Provided entries:

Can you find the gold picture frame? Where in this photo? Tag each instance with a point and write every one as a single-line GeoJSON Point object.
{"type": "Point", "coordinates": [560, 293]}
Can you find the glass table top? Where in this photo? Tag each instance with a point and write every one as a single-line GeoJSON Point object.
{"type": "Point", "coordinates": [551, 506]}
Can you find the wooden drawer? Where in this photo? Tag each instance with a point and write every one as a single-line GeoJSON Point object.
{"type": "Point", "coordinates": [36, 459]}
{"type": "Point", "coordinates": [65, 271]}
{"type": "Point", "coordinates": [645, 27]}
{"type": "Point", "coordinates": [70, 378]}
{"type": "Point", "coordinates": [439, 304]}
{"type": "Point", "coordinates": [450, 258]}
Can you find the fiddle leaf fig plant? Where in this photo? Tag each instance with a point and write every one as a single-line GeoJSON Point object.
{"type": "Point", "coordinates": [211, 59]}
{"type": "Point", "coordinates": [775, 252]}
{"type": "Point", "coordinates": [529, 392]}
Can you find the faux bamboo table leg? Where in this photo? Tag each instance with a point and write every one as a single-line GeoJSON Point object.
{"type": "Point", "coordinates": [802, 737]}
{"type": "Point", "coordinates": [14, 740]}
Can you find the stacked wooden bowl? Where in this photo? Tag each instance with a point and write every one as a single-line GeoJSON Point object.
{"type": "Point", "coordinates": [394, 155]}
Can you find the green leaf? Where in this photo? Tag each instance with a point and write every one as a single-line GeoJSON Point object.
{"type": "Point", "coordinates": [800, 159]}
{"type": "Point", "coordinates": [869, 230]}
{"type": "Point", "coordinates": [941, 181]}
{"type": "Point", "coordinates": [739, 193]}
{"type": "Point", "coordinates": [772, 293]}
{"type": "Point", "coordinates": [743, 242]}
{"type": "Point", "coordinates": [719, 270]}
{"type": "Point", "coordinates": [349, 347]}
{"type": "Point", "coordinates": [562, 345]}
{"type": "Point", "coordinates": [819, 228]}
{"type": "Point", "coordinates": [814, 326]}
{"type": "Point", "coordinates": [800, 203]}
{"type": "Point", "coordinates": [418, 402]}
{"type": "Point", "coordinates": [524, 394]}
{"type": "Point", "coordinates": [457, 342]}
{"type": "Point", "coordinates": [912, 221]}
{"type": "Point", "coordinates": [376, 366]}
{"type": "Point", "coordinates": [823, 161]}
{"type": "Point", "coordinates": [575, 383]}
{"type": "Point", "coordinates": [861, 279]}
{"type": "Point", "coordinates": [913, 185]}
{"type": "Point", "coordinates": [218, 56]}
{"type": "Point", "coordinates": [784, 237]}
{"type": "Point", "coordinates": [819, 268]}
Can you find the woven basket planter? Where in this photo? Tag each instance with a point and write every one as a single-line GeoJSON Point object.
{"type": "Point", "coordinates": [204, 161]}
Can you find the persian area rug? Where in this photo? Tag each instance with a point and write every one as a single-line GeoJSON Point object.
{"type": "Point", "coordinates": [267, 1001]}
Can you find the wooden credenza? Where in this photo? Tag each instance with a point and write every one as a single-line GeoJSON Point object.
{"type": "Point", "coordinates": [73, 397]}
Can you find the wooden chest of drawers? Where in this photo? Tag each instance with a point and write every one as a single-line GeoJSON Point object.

About this exercise: Reproduce all of the entries verbatim.

Task output:
Can you find the gold picture frame? Where in this photo? Tag each instance with a point and write every one as a single-line GeoJSON Point object.
{"type": "Point", "coordinates": [560, 293]}
Can you find the glass table top? Where in this photo? Tag each instance with a point and write every one as a single-line GeoJSON Point object.
{"type": "Point", "coordinates": [551, 506]}
Can you find the wooden drawer? Where in this photo? Tag each instance with a point and write every one as a single-line GeoJSON Point object.
{"type": "Point", "coordinates": [36, 459]}
{"type": "Point", "coordinates": [65, 271]}
{"type": "Point", "coordinates": [645, 27]}
{"type": "Point", "coordinates": [70, 378]}
{"type": "Point", "coordinates": [439, 304]}
{"type": "Point", "coordinates": [450, 258]}
Can you find the fiddle leaf fig plant? Where in this photo? Tag each instance with a point and write every one as a single-line GeoJSON Point object.
{"type": "Point", "coordinates": [211, 59]}
{"type": "Point", "coordinates": [775, 252]}
{"type": "Point", "coordinates": [529, 392]}
Can you find the faux bamboo table leg? Where in this photo? Tag each instance with a point and write every one as a single-line GeoJSON Point object.
{"type": "Point", "coordinates": [802, 737]}
{"type": "Point", "coordinates": [14, 740]}
Can you find the stacked wooden bowl? Where in this photo? Tag each instance with a point and write every one as a single-line GeoJSON Point object.
{"type": "Point", "coordinates": [394, 155]}
Can you find the green leaf? Where in this photo? Tag each instance with a point and write every one as a single-line GeoJSON Point object.
{"type": "Point", "coordinates": [800, 159]}
{"type": "Point", "coordinates": [869, 230]}
{"type": "Point", "coordinates": [941, 181]}
{"type": "Point", "coordinates": [739, 193]}
{"type": "Point", "coordinates": [772, 293]}
{"type": "Point", "coordinates": [743, 242]}
{"type": "Point", "coordinates": [719, 270]}
{"type": "Point", "coordinates": [349, 347]}
{"type": "Point", "coordinates": [562, 345]}
{"type": "Point", "coordinates": [819, 228]}
{"type": "Point", "coordinates": [814, 326]}
{"type": "Point", "coordinates": [800, 203]}
{"type": "Point", "coordinates": [418, 402]}
{"type": "Point", "coordinates": [524, 394]}
{"type": "Point", "coordinates": [457, 342]}
{"type": "Point", "coordinates": [912, 221]}
{"type": "Point", "coordinates": [376, 366]}
{"type": "Point", "coordinates": [823, 161]}
{"type": "Point", "coordinates": [575, 383]}
{"type": "Point", "coordinates": [861, 279]}
{"type": "Point", "coordinates": [913, 185]}
{"type": "Point", "coordinates": [218, 56]}
{"type": "Point", "coordinates": [784, 237]}
{"type": "Point", "coordinates": [819, 268]}
Can you find the woven basket planter? Where in this photo? Tag each instance with a point and write every one as a single-line GeoJSON Point object.
{"type": "Point", "coordinates": [204, 161]}
Can you find the persian area rug? Where in this photo? Tag each instance with a point and write every one as a single-line GeoJSON Point object.
{"type": "Point", "coordinates": [267, 1001]}
Can you find the wooden credenza? Where in this photo? Tag each instance with a point and write every one as a single-line GeoJSON Point object.
{"type": "Point", "coordinates": [73, 397]}
Can you find the wooden chest of drawers? Where in this photo? Tag each instance with a point and write every one as a single-line GeoJSON Point object.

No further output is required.